■ INSTRUCTIONS TO FOLLOW ■
Starting at the line that contains "is: woman's left", return every line through the end of the entries below, exactly and with nothing else.

[Stored data entries]
■ ■ ■ ■

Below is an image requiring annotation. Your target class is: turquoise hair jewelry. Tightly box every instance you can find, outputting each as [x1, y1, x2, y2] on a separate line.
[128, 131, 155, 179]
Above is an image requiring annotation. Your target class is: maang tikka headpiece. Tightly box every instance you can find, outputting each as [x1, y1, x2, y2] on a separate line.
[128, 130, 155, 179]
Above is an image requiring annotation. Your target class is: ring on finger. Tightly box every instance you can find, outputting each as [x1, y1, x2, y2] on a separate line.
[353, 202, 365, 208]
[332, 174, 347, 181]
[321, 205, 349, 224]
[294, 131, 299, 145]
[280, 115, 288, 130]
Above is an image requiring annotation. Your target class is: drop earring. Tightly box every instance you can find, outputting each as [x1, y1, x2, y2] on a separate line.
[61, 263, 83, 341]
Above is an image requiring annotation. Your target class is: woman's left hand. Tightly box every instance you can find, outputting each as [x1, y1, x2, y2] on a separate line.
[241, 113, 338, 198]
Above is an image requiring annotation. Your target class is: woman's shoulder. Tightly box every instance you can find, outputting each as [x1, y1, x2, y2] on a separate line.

■ ■ ■ ■

■ EXERCISE RESULT ■
Above is an image requiring annotation. Your target class is: woman's left hand. Tightly box every instance you can find, outputting each as [x1, y1, x2, y2] on a separate line.
[241, 113, 338, 198]
Above is an image requiring annotation. Your target class is: woman's shoulder. Tightly box every instance you can find, outputting each as [x1, y1, x2, y2] on a separate line.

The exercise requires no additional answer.